Extracted records
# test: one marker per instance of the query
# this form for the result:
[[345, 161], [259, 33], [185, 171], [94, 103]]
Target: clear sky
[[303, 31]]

Objective ::
Rewrite every line of the material above as a numbered list, leaving out any blank lines.

Solution to the exercise ::
1. # test: one marker per instance of the query
2. # this form for the result:
3. [[345, 161], [259, 33], [185, 171], [94, 103]]
4. Target: clear sky
5. [[303, 31]]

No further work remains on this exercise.